▶ [Request]
Locate each line in the listing below that contains the string "tree", matching case exactly, and copy every such line in full.

▶ [Rows]
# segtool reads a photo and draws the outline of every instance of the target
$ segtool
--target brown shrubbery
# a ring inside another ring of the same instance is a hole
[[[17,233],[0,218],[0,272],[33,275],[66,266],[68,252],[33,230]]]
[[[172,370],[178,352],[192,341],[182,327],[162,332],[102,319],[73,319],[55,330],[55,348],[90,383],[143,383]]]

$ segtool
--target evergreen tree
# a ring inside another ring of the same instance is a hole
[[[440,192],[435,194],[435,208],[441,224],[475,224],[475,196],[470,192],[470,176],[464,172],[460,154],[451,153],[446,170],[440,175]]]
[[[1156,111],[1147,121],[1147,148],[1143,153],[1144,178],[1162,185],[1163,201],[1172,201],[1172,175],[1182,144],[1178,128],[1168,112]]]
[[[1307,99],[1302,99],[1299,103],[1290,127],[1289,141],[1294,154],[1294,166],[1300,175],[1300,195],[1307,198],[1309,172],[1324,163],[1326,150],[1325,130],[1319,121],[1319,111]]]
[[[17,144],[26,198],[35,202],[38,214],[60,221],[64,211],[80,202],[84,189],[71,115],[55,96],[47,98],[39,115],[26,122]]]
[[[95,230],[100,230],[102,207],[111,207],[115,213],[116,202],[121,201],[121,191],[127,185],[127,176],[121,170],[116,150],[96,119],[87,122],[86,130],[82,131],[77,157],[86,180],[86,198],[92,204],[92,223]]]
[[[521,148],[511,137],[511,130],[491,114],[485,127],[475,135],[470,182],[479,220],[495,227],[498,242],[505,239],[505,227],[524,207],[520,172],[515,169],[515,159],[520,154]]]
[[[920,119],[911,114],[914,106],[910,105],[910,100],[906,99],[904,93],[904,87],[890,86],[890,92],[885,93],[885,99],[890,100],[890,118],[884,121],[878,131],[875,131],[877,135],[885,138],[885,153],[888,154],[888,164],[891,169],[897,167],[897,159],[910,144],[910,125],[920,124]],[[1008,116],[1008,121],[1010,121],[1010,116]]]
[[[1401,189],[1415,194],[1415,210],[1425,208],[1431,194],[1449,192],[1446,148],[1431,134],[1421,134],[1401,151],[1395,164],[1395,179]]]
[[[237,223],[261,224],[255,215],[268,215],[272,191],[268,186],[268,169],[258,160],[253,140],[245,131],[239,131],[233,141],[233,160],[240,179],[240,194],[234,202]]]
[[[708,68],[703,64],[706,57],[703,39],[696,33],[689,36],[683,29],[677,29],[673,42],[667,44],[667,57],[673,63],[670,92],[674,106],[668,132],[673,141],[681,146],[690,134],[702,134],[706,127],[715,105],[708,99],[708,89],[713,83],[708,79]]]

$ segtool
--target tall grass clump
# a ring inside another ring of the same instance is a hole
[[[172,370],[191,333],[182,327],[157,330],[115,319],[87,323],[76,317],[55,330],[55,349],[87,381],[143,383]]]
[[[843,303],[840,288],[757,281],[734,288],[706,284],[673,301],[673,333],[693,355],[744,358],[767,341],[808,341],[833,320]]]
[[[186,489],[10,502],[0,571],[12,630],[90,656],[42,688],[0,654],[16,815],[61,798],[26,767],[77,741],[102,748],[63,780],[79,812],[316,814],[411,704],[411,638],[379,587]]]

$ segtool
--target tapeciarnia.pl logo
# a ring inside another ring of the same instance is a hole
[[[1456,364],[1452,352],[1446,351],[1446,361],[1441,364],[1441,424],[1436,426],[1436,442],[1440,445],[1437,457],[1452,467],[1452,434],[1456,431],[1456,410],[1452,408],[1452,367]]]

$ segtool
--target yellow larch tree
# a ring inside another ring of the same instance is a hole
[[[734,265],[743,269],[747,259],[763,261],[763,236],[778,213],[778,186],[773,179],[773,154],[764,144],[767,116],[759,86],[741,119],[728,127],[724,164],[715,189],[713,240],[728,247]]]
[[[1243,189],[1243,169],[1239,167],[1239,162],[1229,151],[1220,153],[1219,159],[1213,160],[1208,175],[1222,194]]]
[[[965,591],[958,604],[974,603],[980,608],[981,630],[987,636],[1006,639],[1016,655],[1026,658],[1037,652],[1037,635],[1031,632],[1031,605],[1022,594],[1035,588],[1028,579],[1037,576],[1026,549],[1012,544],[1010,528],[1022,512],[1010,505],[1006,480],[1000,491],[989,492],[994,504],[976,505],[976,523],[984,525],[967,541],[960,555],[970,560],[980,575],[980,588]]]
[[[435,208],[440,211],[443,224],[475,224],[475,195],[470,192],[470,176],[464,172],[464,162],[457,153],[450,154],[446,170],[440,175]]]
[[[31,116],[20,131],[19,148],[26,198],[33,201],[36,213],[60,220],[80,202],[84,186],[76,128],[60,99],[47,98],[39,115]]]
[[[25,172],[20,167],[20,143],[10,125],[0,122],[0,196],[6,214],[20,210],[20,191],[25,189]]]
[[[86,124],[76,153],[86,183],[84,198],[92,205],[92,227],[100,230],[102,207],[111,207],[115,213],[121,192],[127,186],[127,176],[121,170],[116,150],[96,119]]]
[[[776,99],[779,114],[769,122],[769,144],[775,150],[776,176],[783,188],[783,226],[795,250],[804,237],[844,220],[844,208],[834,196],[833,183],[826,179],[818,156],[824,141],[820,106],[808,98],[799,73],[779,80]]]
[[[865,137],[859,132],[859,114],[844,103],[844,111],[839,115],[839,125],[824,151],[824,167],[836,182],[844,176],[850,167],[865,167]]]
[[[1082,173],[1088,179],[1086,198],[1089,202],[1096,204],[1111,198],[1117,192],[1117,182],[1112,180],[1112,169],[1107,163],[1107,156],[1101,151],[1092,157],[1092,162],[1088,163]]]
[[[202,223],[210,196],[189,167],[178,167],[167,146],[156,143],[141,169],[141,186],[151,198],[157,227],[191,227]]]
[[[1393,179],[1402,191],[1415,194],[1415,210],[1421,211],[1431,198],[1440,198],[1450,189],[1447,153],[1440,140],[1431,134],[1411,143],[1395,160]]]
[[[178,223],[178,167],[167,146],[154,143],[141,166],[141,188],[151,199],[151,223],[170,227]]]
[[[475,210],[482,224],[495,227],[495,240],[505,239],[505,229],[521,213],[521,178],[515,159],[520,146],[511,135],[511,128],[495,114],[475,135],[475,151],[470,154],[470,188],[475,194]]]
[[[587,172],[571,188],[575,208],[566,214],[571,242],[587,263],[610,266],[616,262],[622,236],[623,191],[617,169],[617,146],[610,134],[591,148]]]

▶ [Full answer]
--target evergreen tree
--target yellow larch tree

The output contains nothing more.